## CONSIGNE 1
Pouvez-vous recopier sans rien changer les lignes de la liste, de celle qui contient "Mark each instance of the western" jusqu'à la fin de la liste, ces deux bornes incluses ?

## EXTRAIT DU TEXTE
Mais, en 1910, il ne se faisait aucune illusion sur l'éventualité d'une condamnation. Après avoir lu le livre de l'abbé Pierre 1747 dont il trouve "la brochure très forte", il lui écrit qu'on fera "le silence autour de son livre" et à Mgr Lacroix que cela ne modifiera pas l'attitude de Rome, bien que "M. Pierre montre que la doctrine de l'A[ction] f[rançaise] est plus dangereuse que celle du Sillon", car "à toutes les observations faites à Rome on a répondu que le Sillon était une doctrine tandis que l'Action fr[ançaise] est un pur mouvement politique" 1748 . Il espère maintenant que Rome va enfin ouvrir les yeux sur les ravages faits dans la jeunesse par ces "faux prophètes, dont certains jouissent d'un crédit illimité" et se rendre compte qu'il est temps pour l'Église de se désolidariser de l'Action française, comme elle a été sur le point de le faire, si "l'intervention d'un cardinal français dévoué à sa cause" - lisez le cardinal Billot - ne l'avait pas sauvée 1749 .

Autre traitement inégal à corriger : l'indulgence manifestée à l'égard de prêtres "anticonstitutionnels" et la sévérité "impitoyable" à l'égard de prêtres "qui ont pu se tromper parfois gravement, mais dont les intentions droites, les réels mérites et parfois les services exceptionnels semblaient mériter quelques égards" 1750 .

Ce mémoire n'est-il qu'une "dénonciation en règle du système de dénonciation qu'il condamne" et Mgr Mignot est-il pris dans le paradoxe d'avoir recours aux méthodes dont il s'est scandalisé ? Certes, E. Poulat a raison de souligner que Mgr Mignot "force et déforme ; il charge" 1751 et que les ecclésiastiques qu'il dénonce comme étant en rupture avec leurs congrégations ou avec leurs diocèses étaient en règle générale en situation parfaitement régulière d'un point de vue canonique. Il faut cependant noter qu'il ne cite nominalement, en dehors de Benigni, que deux ecclésiastiques français : Dom Besse 1752 et l'abbé E. Barbier ; qu'il gomme l'allusion à Maurras ("des politiciens dont le chef à écrit" devenant "des politiciens aux yeux desquels"). Il essaie donc de mettre en pratique le principe de saint Augustin qu'il invoque : "Interficite errores, diligite homines".

## CONSIGNE 2
Quels numéros de note figurent dans l'extrait sur Mgr Mignot ?

## LISTE
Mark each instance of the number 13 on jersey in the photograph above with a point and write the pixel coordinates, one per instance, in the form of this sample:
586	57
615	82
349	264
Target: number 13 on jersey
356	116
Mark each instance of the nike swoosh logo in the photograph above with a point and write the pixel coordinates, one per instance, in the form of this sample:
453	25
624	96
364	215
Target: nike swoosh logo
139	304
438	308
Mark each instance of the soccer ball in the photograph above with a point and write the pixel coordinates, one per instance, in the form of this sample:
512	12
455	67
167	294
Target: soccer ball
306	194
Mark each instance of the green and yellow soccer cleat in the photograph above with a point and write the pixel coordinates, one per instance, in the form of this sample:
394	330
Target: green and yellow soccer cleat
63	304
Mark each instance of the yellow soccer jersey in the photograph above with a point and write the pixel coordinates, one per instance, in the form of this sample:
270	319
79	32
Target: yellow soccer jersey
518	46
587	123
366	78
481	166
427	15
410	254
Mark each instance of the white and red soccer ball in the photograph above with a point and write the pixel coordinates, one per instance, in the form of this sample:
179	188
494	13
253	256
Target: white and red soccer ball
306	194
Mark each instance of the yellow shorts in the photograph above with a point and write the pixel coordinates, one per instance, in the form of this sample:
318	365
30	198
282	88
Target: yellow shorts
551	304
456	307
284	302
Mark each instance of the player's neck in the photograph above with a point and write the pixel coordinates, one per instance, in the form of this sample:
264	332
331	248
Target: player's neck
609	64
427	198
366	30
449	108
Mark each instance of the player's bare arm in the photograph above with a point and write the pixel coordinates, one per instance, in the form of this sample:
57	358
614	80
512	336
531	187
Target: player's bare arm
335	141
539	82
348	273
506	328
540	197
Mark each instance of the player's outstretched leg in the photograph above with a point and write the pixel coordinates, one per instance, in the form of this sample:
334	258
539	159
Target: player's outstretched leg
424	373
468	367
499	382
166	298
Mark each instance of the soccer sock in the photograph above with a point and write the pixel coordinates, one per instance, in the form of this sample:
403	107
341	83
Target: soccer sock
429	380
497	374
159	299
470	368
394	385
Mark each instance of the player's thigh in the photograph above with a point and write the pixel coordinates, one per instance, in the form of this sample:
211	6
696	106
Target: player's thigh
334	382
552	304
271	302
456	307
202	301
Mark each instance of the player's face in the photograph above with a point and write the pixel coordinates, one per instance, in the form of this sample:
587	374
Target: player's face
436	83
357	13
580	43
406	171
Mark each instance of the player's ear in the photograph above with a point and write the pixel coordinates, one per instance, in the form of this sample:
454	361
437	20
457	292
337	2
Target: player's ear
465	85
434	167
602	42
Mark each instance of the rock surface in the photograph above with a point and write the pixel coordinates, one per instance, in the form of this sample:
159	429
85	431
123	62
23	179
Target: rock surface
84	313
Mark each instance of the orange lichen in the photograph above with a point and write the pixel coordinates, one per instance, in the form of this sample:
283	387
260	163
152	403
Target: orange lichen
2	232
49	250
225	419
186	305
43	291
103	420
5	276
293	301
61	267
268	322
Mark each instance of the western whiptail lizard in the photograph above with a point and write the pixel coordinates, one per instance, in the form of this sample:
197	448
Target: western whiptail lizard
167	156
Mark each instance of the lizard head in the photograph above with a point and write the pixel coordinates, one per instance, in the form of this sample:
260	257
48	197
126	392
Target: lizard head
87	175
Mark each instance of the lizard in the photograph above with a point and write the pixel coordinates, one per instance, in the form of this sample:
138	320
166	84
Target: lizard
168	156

## RÉSULTAT ATTENDU 1
Mark each instance of the western whiptail lizard in the photograph above with a point and write the pixel coordinates, one per instance, in the form of this sample:
197	448
Target: western whiptail lizard
167	156
Mark each instance of the lizard head in the photograph above with a point and write the pixel coordinates, one per instance, in the form of this sample:
260	257
48	197
126	392
Target: lizard head
87	175
Mark each instance of the lizard in the photograph above with a point and write the pixel coordinates, one per instance, in the form of this sample:
138	320
166	84
Target: lizard
168	156

## RÉSULTAT ATTENDU 2
1747, 1748, 1749, 1750, 1751, 1752